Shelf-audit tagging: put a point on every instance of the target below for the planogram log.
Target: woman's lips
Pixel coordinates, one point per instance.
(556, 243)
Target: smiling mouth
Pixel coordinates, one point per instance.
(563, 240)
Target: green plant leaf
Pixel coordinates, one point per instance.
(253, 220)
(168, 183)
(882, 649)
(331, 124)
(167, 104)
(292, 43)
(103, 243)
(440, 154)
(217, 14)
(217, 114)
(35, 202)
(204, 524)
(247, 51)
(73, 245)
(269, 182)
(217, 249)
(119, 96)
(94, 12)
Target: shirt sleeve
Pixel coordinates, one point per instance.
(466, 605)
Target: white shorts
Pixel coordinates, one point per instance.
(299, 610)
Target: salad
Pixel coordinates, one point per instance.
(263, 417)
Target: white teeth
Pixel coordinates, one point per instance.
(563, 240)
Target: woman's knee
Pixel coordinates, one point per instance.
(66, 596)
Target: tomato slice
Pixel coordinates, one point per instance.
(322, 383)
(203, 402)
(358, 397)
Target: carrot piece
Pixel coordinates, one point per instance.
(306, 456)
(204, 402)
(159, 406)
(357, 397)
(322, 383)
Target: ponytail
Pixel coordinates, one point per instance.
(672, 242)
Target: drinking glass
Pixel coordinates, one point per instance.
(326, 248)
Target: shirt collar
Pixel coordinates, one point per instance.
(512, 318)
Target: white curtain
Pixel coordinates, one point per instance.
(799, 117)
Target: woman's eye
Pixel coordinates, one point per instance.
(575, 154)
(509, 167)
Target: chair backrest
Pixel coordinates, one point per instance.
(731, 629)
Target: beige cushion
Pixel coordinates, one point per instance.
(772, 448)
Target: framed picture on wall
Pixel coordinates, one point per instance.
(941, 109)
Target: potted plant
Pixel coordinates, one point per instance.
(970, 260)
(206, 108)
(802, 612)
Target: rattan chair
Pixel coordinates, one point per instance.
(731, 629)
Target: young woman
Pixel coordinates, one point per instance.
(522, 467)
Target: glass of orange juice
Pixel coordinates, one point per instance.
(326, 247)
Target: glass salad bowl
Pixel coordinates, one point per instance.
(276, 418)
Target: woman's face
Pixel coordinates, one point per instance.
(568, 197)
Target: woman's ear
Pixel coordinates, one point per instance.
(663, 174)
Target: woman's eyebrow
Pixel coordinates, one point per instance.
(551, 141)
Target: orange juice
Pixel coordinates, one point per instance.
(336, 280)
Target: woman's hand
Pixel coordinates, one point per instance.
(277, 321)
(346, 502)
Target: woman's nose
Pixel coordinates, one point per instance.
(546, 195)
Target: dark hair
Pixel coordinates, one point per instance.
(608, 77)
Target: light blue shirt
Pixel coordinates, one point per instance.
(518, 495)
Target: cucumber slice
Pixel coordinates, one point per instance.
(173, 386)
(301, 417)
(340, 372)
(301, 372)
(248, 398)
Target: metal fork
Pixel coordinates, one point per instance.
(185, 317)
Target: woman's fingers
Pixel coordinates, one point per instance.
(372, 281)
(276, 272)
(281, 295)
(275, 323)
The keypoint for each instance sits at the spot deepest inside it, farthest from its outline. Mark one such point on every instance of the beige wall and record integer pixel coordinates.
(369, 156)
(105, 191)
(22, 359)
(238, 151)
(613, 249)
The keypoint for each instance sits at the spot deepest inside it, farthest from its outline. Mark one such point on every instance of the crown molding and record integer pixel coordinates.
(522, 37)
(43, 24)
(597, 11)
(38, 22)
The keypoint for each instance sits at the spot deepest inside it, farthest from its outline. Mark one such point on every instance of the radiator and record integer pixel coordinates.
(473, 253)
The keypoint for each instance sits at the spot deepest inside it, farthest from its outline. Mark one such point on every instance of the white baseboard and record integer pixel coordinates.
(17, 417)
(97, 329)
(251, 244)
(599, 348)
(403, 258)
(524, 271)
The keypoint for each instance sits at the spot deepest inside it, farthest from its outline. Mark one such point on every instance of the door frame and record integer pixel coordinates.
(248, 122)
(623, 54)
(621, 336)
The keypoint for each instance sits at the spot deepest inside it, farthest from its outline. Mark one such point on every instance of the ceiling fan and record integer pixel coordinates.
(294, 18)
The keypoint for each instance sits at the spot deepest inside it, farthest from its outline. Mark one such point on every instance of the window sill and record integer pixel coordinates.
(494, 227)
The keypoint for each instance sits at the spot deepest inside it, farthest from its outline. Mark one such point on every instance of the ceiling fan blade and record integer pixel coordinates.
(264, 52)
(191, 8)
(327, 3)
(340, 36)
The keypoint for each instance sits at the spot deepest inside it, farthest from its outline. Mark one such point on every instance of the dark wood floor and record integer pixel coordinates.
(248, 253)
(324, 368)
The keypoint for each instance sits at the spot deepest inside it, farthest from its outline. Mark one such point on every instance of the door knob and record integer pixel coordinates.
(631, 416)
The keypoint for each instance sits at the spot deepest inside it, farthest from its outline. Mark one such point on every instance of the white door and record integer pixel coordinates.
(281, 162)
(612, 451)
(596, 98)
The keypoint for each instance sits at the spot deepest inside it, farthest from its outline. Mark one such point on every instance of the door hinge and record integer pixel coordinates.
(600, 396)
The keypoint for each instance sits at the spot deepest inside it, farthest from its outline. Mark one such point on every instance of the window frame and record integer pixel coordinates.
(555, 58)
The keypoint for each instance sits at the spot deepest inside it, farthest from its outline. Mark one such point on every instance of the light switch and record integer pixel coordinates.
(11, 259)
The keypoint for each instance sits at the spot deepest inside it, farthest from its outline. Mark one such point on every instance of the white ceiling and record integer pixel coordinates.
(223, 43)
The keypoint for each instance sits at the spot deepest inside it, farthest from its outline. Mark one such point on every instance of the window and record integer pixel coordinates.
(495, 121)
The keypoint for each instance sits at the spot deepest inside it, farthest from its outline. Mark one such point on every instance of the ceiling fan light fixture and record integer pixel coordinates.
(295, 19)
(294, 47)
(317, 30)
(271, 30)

*Task to complete:* Reproduce verbatim the stretch of lines from the one containing "ceiling and record integer pixel coordinates." through the final line above, including both of those lines.

*Task response:*
The keypoint for each instance sits at the spot deepest inside it, farthest from its outline. Mark one such point on every instance of the white ceiling and record integer pixel coordinates.
(223, 43)
The keypoint for each instance sits at the spot deepest inside it, farthest from its outline. Mark one such point on every instance of the window and record integer pixel coordinates.
(495, 121)
The keypoint for each instance sits at the spot deepest inside it, farthest from its outline. Mark one such point on every instance of the ceiling fan light fixture and record integer pixel coordinates.
(295, 19)
(294, 47)
(317, 30)
(271, 30)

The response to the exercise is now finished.